● SEITENAUSZUG:
+ + +

Aber womit du angefangen hast ist ja mal echt schick  Ich steh auf so OldSchool Technik. 
Habe auch schon überlegt ob ich mal schaue was meine Großeltern noch so rumzustehen haben. Haben beide relativ viel Geld, deswegen denke ich nicht, dass die damals schrott gekauft haben. Vielleicht wär das ja dann der richtige Einstieg für mich


----------



## Madz (22. Dezember 2011)

Die Großelternidee gefällt mir. Einen Versuch ist es sicher wert.


----------



## Niza (22. Dezember 2011)

Die Allerersten *Boxen mit Verstärker*, die ich hatte, waren die im Anhang 
Die hatte ich dann per Adapter irgenwann mal an den Computer Angeschlossen
Echt nicht schlecht gewesen die Teile obwohl die schon älter waren
Dann weiterverschenkt an meinen Vater und
Irgendwann hatte dann ein Hochtöner den Geist aufgegeben und seitdem verstauben die inc. Verstärker
Auf denen Standen folgende Daten :
20Hz bis 25000Hz 
150Watt

Kennt einer noch diesen Verstärkerhersteller "Scirocco" ?
Ich muss wenn ich den Namen höre komischerweise immer an den VW Scirocco denken



Mfg:
Niza


----------



## Caspar (23. Dezember 2011)

Erstmal vielen Dank an Herbboy, super Beitrag!

Dem möchte ich noch ein paar Dinge hinzufügen. "Gewöhnliche Menschen" hören als Obergrenze etwa 12-18kHz, je nach Alter. (Für alle die das testen möchten - eure Lautsprecher müssen das natürlich auch schaffen!) Die Obergrenze bietet höchstens einen Anhaltspunkt was das Auflösungsvermögen betrifft. Eine leichte, steife und kleine Membran (Magnetostat) kann höher spielen als beispielsweise eine recht große und verhältnismäßig schwere Membran einer (nur als Beispiel) Kalotte (da gibts auch richtig krasse Teile, beispielsweise die Beryllium Kalotten von Scan Speak, also nix gegen Kalotten! Ganz im Gegenteil, Kalotten haben viele Vorteile...). 

Um die Frequenzen im Tieftonbereich zu erläutern:
Wenn da steht 30Hz, weiss man nicht wie laut die 30Hz wiedergegeben werden. Steht da 30Hz (-3dB) und eine SPL (sozusagen die Lautstärke um die alle Frequenzen schwanken) von 89dB, bedeutet das also, dass 30Hz noch mit einer Lautstärke von 86dB "gespielt" werden. Echte 30Hz sind übrigens echt extrem tief. Gewöhnliche Musik geht oft nur bis ca 50Hz, alles darunter ist Bonus. Unter 40Hz kommen enorme Raumprobleme dazu, daher sind tiefere Frequenzen eigentlich kaum wünschenswert, es sei denn man möchte Geld in Raumkorrekturen stecken. Man hört Schankungen von +/- 1,5dB um die SPL nicht, bei -10dB ist das Signal etwa halb so laut. (Also schon deutlich leiser!) Und wenn ein Signal 20dB leiser ist als ein zweites (dann also 20dB lauteres Signal), hört man das leisere nicht mehr. Die "20Hz Logitech Systeme" spielen die 20Hz also, aber so leise, dass die Frequenzen eh nicht gehört werden. Sinnlos... aber damit lässt sich effektiv werben.

+ + +

● BEREITGESTELLTES MATERIAL:

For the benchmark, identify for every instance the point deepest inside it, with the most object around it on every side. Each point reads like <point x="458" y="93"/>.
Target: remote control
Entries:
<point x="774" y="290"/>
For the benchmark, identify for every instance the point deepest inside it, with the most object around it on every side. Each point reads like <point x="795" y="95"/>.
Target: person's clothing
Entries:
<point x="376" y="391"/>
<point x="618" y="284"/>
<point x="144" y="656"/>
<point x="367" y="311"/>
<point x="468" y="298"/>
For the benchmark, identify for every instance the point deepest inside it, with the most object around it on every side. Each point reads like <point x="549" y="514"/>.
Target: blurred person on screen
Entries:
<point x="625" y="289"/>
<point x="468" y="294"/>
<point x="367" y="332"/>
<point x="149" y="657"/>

+ + +

● AUFGABE 1:
Entnimm dem Seitenauszug wörtlich die Passage, die mit den Worten „Kennt einer noch“ beginnt, und hör nach „(23. Dezember 2011)“ auf.
● AUFGABE 2:
Beantworte anhand des Seitenauszugs:
(a) Nach welchem Verstärkerhersteller fragt Niza?
(b) Bis zu welcher Obergrenze hören „gewöhnliche Menschen“ laut Caspar?
(c) Mit welcher Lautstärke werden 30Hz bei der Angabe 30Hz (-3dB) und einer SPL von 89dB gespielt?

● ENDERGEBNIS 1:
Kennt einer noch diesen Verstärkerhersteller "Scirocco" ?
Ich muss wenn ich den Namen höre komischerweise immer an den VW Scirocco denken



Mfg:
Niza


----------



## Caspar (23. Dezember 2011)

● ENDERGEBNIS 2:
(a) Scirocco
(b) Etwa 12-18kHz, je nach Alter
(c) Mit 86dB